**QUOTED PASSAGE**
Chairperson of the Economic Affairs Committee of the Chinese People's Political Consultative Conference
- In office March 2003 – March 2008
- Chairman: Jia Qinglin
- Preceded by: Fang Weizhong
- Succeeded by: Zhang Zuoji

Chairman of the National Council for Social Security Fund
- In office December 2000 – March 2003
- Preceded by: New title
- Succeeded by: Xiang Huaicheng

Director of the State Taxation Administration
- In office February 1994 – March 1998
- Premier: Li Peng
- Preceded by: Jin Xin
- Succeeded by: Jin Renqing

Minister of Finance
- In office 4 September 1992 – 18 March 1998
- Premier: Li Peng
- Preceded by: Wang Bingqian
- Succeeded by: Jin Renqing

Personal details
- Born: October 1934 (age 91) Yin County, Zhejiang, China
- Party: Chinese Communist Party
- Alma mater: Central Party School of the Chinese Communist Party

Chinese name
- Simplified Chinese: 刘仲藜
- Traditional Chinese: 劉仲藜

Standard Mandarin
- Hanyu Pinyin: Liú Zhònglí

= Liu Zhongli =

Chinese politician

Liu Zhongli (刘仲藜; born October 1934) is the former Minister of Finance of the People's Republic of China, and former director of State Administration of Taxation of PRC. He also served as first president of National Council for Social Security Fund of PRC. He is the current president of Chinese Institute of Certified Public Accountants.

**DATASET ENTRIES**
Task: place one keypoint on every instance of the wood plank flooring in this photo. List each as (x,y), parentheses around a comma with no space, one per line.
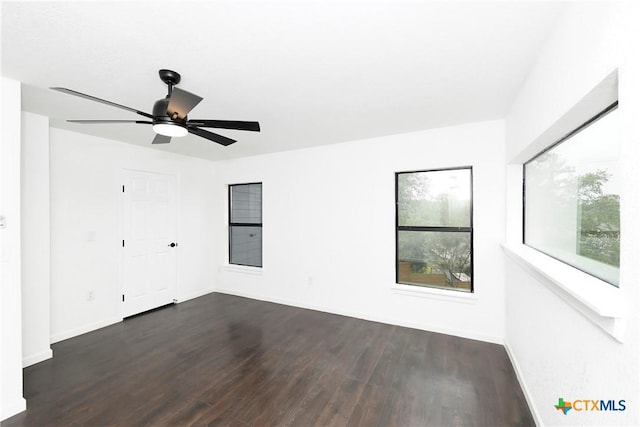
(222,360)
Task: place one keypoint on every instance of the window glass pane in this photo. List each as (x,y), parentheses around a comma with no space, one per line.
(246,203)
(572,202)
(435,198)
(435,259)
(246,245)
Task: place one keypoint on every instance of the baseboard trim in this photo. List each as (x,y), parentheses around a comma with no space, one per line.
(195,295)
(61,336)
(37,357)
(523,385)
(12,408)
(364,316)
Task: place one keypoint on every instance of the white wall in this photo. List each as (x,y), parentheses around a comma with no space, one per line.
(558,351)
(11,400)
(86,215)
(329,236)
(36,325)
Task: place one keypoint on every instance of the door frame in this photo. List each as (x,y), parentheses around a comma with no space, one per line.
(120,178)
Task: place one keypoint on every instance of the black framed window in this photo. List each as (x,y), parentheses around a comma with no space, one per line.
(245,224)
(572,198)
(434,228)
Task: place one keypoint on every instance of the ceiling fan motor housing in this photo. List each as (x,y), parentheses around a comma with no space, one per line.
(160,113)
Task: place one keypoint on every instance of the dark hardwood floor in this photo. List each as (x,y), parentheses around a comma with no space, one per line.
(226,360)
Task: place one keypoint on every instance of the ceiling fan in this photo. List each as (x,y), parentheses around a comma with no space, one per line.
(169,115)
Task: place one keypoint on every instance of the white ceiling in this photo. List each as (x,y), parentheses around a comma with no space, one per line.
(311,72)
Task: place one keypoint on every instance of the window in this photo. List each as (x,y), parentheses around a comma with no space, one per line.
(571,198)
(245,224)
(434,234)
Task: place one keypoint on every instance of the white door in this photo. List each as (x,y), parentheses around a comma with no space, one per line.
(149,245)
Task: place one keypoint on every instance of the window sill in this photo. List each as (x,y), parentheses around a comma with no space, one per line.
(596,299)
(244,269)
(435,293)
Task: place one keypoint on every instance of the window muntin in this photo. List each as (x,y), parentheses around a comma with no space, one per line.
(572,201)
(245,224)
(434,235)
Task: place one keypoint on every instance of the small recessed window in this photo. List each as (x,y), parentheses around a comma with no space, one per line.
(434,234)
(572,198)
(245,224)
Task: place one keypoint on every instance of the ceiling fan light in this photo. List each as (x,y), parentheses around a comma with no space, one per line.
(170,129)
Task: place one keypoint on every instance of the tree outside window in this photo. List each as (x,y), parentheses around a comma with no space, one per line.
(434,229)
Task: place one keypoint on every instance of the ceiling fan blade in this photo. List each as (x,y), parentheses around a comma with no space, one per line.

**WHAT TO DO**
- A) In the Liu Zhongli profile, who succeeded him as Minister of Finance?
- B) Reproduce word for word the part of the Liu Zhongli profile that opens with "Chinese name" and closes with "Certified Public Accountants.".

**THE ANSWERS**
- A) Jin Renqing

- B)
Chinese name
- Simplified Chinese: 刘仲藜
- Traditional Chinese: 劉仲藜

Standard Mandarin
- Hanyu Pinyin: Liú Zhònglí

= Liu Zhongli =

Chinese politician

Liu Zhongli (刘仲藜; born October 1934) is the former Minister of Finance of the People's Republic of China, and former director of State Administration of Taxation of PRC. He also served as first president of National Council for Social Security Fund of PRC. He is the current president of Chinese Institute of Certified Public Accountants.